_Exercise goal_
Output the lines below from the one containing "Where can the walker crossbar" through the end of the listing, inclusive, exactly as they appear, and nothing further.

_Dataset content_

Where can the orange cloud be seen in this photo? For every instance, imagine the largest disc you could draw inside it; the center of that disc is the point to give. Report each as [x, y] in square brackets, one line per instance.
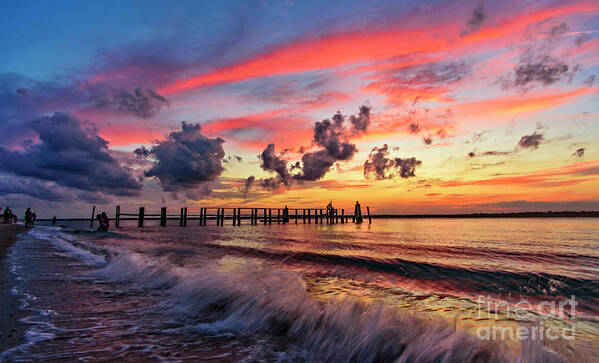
[522, 103]
[354, 47]
[541, 178]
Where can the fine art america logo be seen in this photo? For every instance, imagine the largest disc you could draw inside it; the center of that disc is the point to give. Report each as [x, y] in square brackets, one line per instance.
[564, 310]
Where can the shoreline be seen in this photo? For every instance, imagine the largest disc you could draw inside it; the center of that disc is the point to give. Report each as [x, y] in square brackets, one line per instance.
[547, 214]
[12, 333]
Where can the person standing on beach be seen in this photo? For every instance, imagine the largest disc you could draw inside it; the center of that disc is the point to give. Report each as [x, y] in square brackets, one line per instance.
[6, 215]
[103, 221]
[358, 212]
[285, 214]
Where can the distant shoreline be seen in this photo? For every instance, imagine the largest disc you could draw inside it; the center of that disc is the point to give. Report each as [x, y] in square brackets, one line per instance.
[548, 214]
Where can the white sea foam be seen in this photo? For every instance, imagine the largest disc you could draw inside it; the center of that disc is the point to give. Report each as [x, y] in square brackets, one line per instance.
[269, 302]
[65, 243]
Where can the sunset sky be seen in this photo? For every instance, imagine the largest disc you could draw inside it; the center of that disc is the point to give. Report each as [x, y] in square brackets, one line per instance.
[445, 106]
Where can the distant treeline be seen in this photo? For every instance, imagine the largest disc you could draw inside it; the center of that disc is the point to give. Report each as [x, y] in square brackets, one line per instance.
[548, 214]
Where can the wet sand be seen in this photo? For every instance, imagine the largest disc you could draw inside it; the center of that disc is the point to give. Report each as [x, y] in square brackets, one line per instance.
[11, 332]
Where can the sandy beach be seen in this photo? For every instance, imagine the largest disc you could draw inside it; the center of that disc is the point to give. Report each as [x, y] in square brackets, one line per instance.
[12, 330]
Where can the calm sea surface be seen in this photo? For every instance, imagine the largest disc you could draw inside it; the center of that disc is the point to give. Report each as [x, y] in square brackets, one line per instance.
[405, 290]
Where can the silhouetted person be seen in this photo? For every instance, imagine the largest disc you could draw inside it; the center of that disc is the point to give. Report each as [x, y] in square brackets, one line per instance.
[104, 222]
[28, 217]
[285, 214]
[358, 212]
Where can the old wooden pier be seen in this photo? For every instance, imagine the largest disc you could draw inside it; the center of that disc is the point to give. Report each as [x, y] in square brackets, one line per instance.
[253, 216]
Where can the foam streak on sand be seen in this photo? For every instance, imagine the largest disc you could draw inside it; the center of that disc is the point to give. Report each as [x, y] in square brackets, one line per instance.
[12, 329]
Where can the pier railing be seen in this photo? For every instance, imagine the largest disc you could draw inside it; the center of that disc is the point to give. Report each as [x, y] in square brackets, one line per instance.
[237, 215]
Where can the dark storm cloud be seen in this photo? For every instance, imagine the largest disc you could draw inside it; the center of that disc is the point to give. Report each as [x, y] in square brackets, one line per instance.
[70, 153]
[331, 136]
[186, 160]
[359, 123]
[530, 141]
[33, 188]
[476, 19]
[579, 152]
[545, 71]
[140, 102]
[334, 139]
[380, 167]
[247, 184]
[23, 99]
[270, 161]
[537, 65]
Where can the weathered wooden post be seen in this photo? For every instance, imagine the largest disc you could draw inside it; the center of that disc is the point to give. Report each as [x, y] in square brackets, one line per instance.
[163, 217]
[117, 217]
[91, 221]
[140, 220]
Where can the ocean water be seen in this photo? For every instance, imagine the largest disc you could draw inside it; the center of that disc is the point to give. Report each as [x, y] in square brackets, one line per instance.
[405, 290]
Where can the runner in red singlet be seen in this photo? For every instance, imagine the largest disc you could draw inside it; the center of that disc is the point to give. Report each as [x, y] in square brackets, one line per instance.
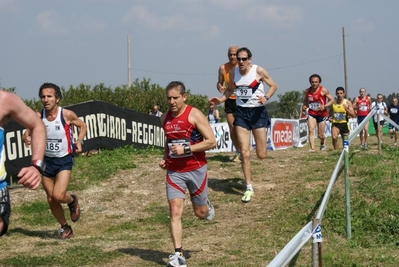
[315, 99]
[188, 136]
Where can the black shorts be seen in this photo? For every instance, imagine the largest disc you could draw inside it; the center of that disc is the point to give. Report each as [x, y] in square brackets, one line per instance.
[342, 127]
[230, 106]
[5, 207]
[56, 165]
[360, 119]
[318, 119]
[376, 124]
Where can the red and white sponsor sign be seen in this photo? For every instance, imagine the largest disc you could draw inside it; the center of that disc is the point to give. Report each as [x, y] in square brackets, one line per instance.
[284, 133]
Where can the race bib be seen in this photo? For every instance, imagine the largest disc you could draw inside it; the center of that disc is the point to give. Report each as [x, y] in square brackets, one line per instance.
[339, 116]
[179, 142]
[243, 92]
[314, 106]
[53, 146]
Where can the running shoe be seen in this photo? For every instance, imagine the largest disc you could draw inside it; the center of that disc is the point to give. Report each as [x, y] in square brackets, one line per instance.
[74, 209]
[236, 157]
[65, 232]
[176, 260]
[247, 196]
[211, 212]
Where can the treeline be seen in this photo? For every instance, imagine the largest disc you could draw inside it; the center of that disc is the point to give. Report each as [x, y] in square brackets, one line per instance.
[141, 96]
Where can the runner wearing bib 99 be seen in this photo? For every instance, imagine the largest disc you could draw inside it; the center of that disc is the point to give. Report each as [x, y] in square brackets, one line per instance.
[58, 155]
[251, 115]
[230, 104]
[362, 107]
[341, 109]
[315, 99]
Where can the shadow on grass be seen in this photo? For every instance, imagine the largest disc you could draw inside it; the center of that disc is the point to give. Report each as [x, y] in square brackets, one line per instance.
[235, 186]
[41, 234]
[150, 255]
[219, 157]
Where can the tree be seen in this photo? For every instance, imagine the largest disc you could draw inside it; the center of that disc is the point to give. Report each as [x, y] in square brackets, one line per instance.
[289, 104]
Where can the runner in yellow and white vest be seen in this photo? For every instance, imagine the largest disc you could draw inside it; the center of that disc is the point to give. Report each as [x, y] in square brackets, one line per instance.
[341, 109]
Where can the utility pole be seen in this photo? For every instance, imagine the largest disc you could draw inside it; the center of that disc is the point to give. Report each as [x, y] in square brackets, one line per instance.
[344, 53]
[128, 62]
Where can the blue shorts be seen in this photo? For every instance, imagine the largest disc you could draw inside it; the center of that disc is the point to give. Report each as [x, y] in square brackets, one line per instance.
[360, 119]
[393, 127]
[230, 106]
[251, 118]
[56, 165]
[318, 119]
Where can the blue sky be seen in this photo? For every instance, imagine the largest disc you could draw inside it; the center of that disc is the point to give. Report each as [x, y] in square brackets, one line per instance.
[85, 41]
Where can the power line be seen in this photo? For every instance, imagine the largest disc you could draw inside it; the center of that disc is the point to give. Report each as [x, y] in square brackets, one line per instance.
[209, 74]
[305, 63]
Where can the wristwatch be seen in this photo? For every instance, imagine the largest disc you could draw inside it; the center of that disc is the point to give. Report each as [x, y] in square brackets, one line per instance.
[187, 149]
[39, 165]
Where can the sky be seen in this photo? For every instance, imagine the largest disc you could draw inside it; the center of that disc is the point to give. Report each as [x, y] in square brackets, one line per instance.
[85, 41]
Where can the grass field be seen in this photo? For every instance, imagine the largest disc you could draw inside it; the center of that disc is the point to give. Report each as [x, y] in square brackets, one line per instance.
[124, 219]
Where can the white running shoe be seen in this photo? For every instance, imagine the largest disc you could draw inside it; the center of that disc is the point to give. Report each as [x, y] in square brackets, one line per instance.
[247, 196]
[211, 212]
[177, 260]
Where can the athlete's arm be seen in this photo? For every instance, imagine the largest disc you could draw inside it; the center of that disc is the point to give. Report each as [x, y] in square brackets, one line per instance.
[220, 84]
[305, 101]
[162, 162]
[264, 76]
[355, 107]
[349, 109]
[18, 111]
[327, 94]
[26, 137]
[227, 93]
[201, 123]
[73, 119]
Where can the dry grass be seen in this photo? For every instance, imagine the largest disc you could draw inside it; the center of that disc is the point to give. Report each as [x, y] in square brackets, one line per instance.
[114, 214]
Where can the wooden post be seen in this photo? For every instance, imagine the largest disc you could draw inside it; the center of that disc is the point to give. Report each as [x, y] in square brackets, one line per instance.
[379, 133]
[316, 245]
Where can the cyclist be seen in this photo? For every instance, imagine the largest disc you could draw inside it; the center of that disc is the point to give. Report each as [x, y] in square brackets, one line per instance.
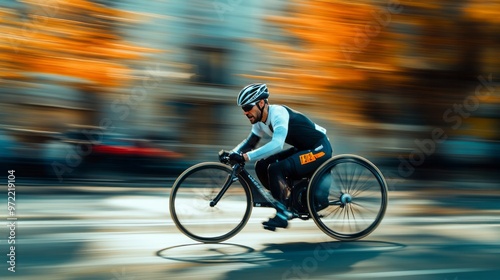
[310, 146]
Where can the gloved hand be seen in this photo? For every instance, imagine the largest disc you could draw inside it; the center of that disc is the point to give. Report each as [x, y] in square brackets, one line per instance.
[224, 156]
[236, 157]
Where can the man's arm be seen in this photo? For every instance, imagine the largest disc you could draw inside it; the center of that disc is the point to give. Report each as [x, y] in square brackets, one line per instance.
[248, 144]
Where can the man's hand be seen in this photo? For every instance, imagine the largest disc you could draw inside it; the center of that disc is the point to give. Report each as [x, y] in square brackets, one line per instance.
[224, 156]
[236, 157]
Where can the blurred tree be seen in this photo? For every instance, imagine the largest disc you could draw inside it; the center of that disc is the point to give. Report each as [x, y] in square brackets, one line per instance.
[376, 61]
[72, 38]
[331, 51]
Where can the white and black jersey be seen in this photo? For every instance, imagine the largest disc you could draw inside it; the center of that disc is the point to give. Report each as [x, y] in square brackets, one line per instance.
[284, 125]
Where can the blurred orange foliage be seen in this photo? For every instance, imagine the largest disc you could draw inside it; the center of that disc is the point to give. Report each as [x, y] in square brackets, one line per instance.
[75, 38]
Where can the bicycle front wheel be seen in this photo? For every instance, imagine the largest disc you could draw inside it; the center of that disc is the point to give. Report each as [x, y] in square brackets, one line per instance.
[190, 207]
[347, 197]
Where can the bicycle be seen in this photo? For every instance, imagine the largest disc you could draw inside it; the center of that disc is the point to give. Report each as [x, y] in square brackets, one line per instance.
[346, 197]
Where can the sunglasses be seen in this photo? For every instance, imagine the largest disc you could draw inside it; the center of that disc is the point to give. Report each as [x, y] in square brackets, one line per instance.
[248, 107]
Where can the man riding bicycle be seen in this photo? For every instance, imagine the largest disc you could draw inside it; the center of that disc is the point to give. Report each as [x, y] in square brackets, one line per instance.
[310, 145]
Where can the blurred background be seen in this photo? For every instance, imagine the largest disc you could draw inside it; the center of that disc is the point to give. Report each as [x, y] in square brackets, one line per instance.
[105, 89]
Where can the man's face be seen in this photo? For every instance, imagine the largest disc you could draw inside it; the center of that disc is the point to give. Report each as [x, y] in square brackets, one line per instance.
[253, 114]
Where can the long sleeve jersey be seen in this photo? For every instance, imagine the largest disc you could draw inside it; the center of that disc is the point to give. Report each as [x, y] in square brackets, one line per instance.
[284, 125]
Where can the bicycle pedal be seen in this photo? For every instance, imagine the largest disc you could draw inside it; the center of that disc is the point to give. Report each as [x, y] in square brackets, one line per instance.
[270, 228]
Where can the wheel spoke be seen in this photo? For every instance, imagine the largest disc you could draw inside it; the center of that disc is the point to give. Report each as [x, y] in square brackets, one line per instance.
[190, 203]
[361, 202]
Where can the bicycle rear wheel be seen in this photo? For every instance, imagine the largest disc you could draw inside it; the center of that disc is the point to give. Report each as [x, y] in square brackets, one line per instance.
[347, 197]
[190, 199]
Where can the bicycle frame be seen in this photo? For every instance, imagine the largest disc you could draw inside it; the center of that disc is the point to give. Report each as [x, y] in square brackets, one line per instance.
[260, 196]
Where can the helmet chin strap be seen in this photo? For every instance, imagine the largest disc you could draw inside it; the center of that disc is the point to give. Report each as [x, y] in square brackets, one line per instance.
[261, 110]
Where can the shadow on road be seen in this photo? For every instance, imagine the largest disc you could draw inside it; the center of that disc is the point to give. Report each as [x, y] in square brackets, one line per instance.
[280, 260]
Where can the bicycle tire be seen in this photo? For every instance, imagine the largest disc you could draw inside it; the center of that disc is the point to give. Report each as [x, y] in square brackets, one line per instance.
[190, 209]
[341, 215]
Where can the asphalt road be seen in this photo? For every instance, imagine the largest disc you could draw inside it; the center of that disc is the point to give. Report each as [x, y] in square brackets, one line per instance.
[78, 232]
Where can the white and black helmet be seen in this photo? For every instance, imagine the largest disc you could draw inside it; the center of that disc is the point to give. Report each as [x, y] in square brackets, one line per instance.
[252, 94]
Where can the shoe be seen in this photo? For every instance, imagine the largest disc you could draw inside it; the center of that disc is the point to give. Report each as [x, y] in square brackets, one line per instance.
[278, 221]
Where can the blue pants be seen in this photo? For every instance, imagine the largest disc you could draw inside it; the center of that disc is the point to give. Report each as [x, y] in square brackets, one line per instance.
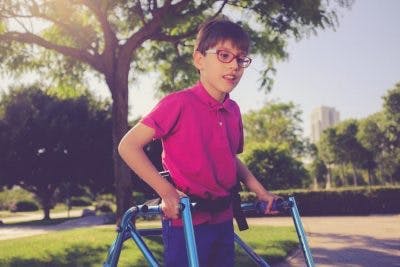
[215, 245]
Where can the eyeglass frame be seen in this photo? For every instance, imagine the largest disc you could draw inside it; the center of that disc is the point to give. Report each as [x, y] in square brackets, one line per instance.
[237, 57]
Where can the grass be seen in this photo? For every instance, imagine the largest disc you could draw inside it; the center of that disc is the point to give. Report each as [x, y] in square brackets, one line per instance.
[89, 246]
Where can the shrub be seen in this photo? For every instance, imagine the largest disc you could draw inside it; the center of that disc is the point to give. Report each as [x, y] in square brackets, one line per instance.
[357, 201]
[104, 206]
[24, 205]
[8, 197]
[80, 201]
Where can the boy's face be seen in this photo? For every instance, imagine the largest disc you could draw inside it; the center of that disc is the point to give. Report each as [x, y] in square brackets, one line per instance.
[219, 78]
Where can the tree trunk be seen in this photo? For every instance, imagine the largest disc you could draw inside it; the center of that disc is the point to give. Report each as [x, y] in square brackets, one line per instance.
[328, 184]
[122, 174]
[354, 175]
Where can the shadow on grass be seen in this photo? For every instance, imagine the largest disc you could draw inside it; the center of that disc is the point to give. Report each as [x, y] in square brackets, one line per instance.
[77, 255]
[40, 222]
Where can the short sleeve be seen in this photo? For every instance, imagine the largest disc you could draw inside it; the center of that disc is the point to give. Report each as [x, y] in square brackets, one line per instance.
[241, 135]
[164, 116]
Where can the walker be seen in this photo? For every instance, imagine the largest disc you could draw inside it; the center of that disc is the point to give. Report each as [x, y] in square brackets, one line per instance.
[127, 230]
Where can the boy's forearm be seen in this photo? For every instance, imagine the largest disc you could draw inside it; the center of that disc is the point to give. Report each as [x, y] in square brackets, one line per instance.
[131, 151]
[249, 179]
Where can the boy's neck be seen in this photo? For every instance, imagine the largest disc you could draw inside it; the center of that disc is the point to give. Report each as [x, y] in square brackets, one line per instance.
[218, 96]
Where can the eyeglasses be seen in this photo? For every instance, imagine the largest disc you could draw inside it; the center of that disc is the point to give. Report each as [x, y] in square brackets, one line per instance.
[228, 57]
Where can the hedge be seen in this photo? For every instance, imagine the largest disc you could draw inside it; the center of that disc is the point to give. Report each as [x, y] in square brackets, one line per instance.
[359, 201]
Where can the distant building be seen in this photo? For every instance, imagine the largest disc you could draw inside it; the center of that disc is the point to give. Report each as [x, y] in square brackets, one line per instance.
[322, 118]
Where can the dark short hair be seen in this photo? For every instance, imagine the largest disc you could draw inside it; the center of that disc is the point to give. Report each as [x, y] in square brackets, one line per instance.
[219, 30]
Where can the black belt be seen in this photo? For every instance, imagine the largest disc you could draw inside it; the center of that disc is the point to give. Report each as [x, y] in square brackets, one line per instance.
[215, 205]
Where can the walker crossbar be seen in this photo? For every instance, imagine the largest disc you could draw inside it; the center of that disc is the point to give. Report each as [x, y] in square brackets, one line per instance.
[127, 230]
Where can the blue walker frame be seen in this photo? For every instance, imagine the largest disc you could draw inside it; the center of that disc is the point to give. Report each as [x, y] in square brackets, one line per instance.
[128, 230]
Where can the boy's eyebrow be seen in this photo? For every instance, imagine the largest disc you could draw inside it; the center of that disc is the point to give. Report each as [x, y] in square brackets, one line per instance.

_Task result_
Where can the walker crossbar be seen in this photo? For every instance, imagine the largest disc you could draw inside it; the center of that disc is the point to give. Report each as [x, y] in square brackets, one line per instance.
[127, 230]
Where can the blue walker frame be seen in this photo? For every instance, imagine the largest disc you could draw inside it; the center of that disc is the point to give. Report each as [x, y] in square brackets, one line per instance.
[128, 230]
Where can the boy's eyebrow be seen in this photo? For every instance, imagine the largest disc you could draw inside it; the center of that disc is the point to give. Report each as [x, y] in square brackets, one line per instance.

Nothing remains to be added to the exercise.